Work required — Across the listing below, work out how many lines include the word "wall". Give the number alone.

Supplied records —
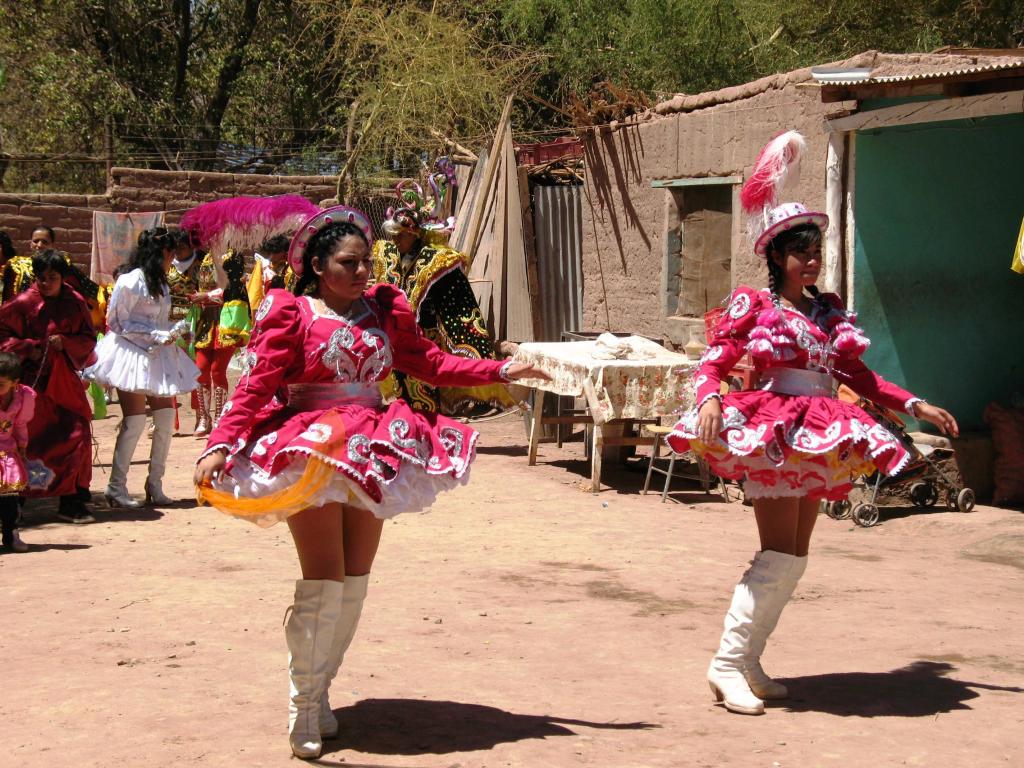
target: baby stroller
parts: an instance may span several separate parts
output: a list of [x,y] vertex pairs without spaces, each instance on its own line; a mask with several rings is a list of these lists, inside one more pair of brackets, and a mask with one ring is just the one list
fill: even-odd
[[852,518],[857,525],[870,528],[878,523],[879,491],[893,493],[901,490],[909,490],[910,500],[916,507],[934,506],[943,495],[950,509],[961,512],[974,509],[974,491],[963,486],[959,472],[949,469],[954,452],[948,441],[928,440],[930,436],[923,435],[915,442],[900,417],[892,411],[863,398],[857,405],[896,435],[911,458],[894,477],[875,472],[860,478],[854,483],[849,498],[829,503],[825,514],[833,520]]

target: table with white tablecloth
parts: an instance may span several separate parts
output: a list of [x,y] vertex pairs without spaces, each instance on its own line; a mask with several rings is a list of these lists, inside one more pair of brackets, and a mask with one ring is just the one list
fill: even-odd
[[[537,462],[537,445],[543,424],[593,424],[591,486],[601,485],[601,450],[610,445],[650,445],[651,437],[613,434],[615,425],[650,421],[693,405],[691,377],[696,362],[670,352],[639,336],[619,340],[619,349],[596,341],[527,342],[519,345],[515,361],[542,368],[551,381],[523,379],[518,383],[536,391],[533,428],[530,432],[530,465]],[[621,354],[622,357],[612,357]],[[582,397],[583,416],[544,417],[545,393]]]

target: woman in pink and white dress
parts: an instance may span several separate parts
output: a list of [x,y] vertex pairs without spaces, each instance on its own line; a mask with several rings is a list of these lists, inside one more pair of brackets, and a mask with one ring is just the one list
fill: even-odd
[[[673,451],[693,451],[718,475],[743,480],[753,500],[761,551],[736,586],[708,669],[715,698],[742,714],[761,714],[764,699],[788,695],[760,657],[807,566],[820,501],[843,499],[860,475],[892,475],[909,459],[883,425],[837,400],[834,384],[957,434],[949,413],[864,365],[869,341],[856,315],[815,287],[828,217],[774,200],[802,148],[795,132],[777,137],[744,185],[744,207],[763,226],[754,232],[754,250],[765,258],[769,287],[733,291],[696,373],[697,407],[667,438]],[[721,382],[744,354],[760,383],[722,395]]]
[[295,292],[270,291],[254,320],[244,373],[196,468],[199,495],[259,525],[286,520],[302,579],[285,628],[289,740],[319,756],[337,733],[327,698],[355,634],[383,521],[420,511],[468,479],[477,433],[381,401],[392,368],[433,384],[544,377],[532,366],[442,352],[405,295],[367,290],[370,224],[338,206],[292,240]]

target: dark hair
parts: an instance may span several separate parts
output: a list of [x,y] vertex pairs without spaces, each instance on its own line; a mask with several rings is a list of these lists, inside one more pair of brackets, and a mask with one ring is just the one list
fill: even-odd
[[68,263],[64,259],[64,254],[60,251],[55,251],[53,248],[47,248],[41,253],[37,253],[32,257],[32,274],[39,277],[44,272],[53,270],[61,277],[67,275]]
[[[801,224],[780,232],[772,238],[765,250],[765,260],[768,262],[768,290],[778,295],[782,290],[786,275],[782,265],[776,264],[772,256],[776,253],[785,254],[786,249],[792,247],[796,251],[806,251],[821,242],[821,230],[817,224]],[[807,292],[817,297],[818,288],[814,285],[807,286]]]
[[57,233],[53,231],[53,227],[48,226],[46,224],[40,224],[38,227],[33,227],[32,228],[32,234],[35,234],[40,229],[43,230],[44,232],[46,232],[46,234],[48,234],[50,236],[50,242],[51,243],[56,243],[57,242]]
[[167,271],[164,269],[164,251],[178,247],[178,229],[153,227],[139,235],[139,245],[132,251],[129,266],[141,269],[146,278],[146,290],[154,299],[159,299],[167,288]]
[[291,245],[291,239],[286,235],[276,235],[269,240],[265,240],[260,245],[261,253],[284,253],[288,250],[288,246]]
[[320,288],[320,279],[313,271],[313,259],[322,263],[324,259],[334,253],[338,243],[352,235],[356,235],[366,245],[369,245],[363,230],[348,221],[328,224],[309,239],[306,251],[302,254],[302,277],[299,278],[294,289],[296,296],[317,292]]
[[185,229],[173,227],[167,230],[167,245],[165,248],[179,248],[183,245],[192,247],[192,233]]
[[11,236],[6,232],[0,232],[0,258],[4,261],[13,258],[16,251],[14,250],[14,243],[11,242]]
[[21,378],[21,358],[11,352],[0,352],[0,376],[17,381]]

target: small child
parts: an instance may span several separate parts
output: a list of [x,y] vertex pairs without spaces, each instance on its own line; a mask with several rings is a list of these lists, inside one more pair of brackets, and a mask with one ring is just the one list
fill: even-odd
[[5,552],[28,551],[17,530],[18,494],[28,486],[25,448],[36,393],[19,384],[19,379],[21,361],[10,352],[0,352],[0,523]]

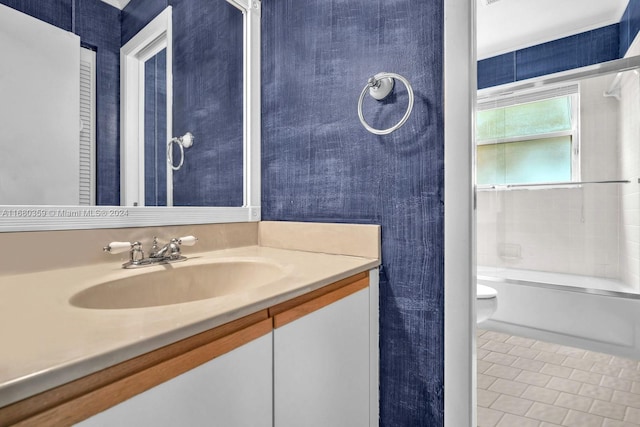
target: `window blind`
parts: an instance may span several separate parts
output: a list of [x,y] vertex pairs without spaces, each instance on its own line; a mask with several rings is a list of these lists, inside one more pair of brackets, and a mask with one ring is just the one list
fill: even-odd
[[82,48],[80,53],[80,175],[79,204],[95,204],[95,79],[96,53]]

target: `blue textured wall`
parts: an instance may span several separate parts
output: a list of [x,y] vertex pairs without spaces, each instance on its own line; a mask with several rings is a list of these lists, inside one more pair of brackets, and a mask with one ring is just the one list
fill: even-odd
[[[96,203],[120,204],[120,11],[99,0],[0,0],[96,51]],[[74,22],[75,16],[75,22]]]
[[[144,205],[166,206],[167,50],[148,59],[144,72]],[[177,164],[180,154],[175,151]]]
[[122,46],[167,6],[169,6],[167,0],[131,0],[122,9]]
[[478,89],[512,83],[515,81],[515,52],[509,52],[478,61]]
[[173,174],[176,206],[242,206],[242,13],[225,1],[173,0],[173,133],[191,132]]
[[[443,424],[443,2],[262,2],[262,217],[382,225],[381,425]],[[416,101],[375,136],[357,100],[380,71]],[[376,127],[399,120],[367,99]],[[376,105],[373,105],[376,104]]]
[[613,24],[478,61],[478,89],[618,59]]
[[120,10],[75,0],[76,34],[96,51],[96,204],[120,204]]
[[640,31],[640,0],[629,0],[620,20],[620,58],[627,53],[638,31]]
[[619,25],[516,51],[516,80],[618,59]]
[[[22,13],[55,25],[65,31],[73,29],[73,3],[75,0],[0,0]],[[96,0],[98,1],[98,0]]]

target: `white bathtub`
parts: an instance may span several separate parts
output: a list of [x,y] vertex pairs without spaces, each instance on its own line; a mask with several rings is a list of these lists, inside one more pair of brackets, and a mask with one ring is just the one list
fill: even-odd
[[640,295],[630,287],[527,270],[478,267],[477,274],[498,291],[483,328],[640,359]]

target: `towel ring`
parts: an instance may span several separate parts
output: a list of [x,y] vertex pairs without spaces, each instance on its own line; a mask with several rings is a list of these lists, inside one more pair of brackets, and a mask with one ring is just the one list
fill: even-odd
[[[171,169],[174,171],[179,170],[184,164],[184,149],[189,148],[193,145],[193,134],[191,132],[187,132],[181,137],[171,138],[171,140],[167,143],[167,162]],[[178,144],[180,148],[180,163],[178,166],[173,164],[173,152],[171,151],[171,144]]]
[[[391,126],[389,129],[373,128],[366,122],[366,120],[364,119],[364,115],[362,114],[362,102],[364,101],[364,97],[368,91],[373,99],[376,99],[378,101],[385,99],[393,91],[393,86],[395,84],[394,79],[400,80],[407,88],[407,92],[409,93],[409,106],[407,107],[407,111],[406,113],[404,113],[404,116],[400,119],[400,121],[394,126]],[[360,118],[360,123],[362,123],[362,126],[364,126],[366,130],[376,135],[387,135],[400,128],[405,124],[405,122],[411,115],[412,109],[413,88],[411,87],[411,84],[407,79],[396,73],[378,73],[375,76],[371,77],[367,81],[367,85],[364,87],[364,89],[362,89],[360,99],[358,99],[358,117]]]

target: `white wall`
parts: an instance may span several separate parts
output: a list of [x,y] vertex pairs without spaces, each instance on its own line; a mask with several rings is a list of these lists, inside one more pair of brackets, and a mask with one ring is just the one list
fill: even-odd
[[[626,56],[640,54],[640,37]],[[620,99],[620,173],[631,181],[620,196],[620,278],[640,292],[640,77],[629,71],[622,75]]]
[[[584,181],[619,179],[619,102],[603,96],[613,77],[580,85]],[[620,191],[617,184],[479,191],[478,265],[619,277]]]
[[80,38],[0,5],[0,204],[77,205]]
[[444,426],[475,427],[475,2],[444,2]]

Answer to this exercise — 2